Data for the task ▸

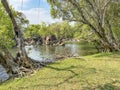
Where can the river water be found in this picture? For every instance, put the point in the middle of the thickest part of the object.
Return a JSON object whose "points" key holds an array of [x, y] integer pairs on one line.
{"points": [[42, 53], [49, 53]]}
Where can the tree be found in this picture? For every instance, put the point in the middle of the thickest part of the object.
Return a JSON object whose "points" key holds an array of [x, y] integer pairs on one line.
{"points": [[22, 63], [93, 13]]}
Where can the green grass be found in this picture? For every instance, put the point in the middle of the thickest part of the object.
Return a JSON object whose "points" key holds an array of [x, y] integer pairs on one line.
{"points": [[96, 72]]}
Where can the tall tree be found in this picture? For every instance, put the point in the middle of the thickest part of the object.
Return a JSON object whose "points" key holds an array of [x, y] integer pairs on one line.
{"points": [[90, 12], [14, 65]]}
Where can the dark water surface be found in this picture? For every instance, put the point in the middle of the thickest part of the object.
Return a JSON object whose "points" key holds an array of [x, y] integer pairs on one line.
{"points": [[49, 53], [42, 53]]}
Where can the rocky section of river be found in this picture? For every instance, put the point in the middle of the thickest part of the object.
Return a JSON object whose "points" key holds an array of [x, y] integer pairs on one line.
{"points": [[3, 75]]}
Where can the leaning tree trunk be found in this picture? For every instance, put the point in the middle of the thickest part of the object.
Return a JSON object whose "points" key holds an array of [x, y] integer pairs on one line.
{"points": [[21, 59]]}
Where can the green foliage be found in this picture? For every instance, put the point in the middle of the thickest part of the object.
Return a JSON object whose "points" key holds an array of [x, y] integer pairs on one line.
{"points": [[81, 73], [6, 35]]}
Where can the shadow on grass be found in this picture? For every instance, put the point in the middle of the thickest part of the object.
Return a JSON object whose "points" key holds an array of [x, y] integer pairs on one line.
{"points": [[106, 86]]}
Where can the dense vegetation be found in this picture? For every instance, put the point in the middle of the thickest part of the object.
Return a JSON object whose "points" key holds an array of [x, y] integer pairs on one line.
{"points": [[97, 72], [101, 16], [96, 21]]}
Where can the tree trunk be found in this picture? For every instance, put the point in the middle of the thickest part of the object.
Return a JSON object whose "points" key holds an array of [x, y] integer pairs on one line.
{"points": [[14, 64]]}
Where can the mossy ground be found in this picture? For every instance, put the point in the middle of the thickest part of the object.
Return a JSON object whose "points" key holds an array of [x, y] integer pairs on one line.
{"points": [[96, 72]]}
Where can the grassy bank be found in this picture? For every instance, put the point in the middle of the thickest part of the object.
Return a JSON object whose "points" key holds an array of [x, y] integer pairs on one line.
{"points": [[96, 72]]}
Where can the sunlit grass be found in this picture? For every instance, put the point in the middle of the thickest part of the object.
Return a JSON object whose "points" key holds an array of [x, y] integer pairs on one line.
{"points": [[96, 72]]}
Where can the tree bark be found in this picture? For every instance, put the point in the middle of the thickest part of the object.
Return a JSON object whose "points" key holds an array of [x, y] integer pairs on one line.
{"points": [[11, 64]]}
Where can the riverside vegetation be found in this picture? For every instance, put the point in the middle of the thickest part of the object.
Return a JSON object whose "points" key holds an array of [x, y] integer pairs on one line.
{"points": [[94, 72], [95, 21]]}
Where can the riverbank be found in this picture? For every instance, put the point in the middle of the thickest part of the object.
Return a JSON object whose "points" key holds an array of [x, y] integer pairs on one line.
{"points": [[95, 72]]}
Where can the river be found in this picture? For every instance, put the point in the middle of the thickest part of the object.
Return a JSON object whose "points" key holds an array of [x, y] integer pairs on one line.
{"points": [[49, 53], [42, 53]]}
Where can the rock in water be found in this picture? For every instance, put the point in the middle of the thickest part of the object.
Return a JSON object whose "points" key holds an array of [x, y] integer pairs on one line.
{"points": [[3, 75]]}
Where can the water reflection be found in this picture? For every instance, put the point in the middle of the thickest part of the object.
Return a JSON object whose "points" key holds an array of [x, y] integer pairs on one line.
{"points": [[50, 52]]}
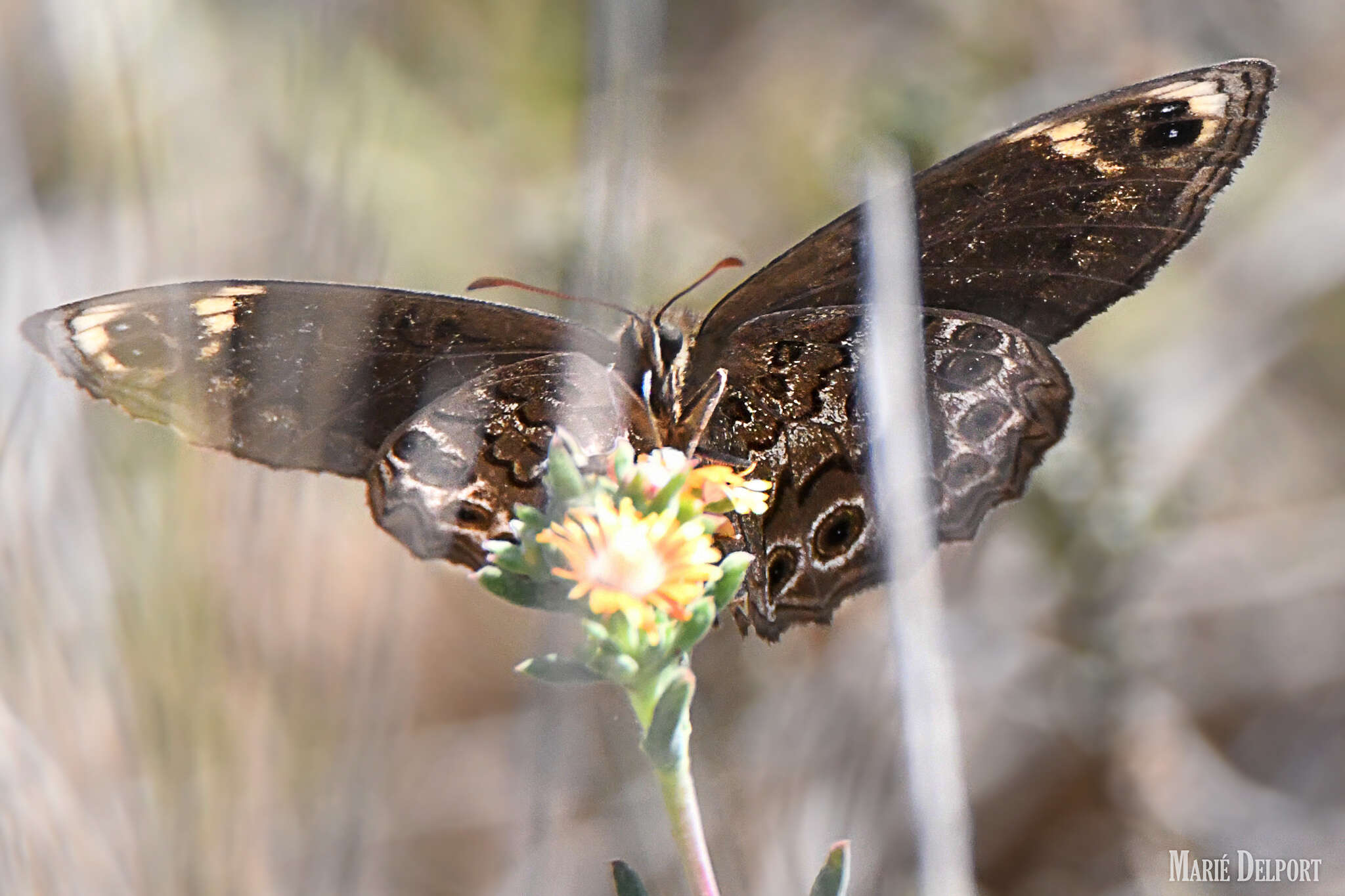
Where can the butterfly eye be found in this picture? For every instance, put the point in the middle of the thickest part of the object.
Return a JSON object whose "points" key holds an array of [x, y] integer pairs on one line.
{"points": [[780, 568], [838, 531], [670, 343]]}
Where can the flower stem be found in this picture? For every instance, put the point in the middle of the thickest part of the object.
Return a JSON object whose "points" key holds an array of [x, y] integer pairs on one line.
{"points": [[685, 813]]}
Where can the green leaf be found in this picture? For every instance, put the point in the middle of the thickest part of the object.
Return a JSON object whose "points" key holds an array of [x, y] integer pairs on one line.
{"points": [[617, 667], [834, 878], [563, 476], [690, 631], [530, 516], [732, 568], [509, 557], [627, 882], [557, 671], [623, 459], [623, 633], [670, 727], [669, 494], [510, 586]]}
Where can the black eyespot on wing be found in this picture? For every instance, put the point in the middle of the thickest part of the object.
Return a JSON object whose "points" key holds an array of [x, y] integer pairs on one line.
{"points": [[967, 370], [838, 531], [977, 336], [965, 469], [472, 516], [1165, 110], [982, 421], [780, 567], [1169, 135]]}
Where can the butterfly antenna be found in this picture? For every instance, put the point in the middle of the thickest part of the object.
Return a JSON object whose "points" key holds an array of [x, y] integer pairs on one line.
{"points": [[489, 282], [720, 265]]}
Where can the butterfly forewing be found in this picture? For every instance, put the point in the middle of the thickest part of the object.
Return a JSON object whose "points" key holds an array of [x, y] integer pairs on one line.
{"points": [[1047, 223], [295, 375], [447, 405]]}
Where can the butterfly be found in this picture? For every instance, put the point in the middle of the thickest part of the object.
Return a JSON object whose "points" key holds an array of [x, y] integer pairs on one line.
{"points": [[445, 405]]}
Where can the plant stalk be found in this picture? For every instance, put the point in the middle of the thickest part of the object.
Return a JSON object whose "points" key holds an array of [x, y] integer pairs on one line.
{"points": [[685, 813]]}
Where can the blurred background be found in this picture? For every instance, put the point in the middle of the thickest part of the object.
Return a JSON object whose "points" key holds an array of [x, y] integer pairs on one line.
{"points": [[222, 679]]}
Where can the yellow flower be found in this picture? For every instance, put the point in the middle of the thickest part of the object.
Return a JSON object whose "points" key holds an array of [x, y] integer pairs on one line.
{"points": [[658, 468], [717, 482], [626, 561]]}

Prompt ▸ Retype exactly, please, each line from the line that contains "Where can the plant" through the last line of the entries above, with nothing added.

Problem solution ▸
Where can the plant stalk be found in this picture? For every instance, put the point in the middle of the thickest part of the object.
Return a JSON object whose "points" key holds an array of [x, y] integer pairs on one line.
{"points": [[685, 813]]}
Where can the blurred background be found in this picture? For every instance, put the point in the middle of the thickest part of the object.
Return a JSON object whose "points" key holds an array of [x, y] integer pairs on one line.
{"points": [[222, 679]]}
Where can the yellow flower be found in this picture? For every instance, put the point in the middle of the thickest part of the object.
Return a JSON object whose "points" key holds an array of [x, y] integer pairs on one line.
{"points": [[658, 468], [717, 482], [626, 561]]}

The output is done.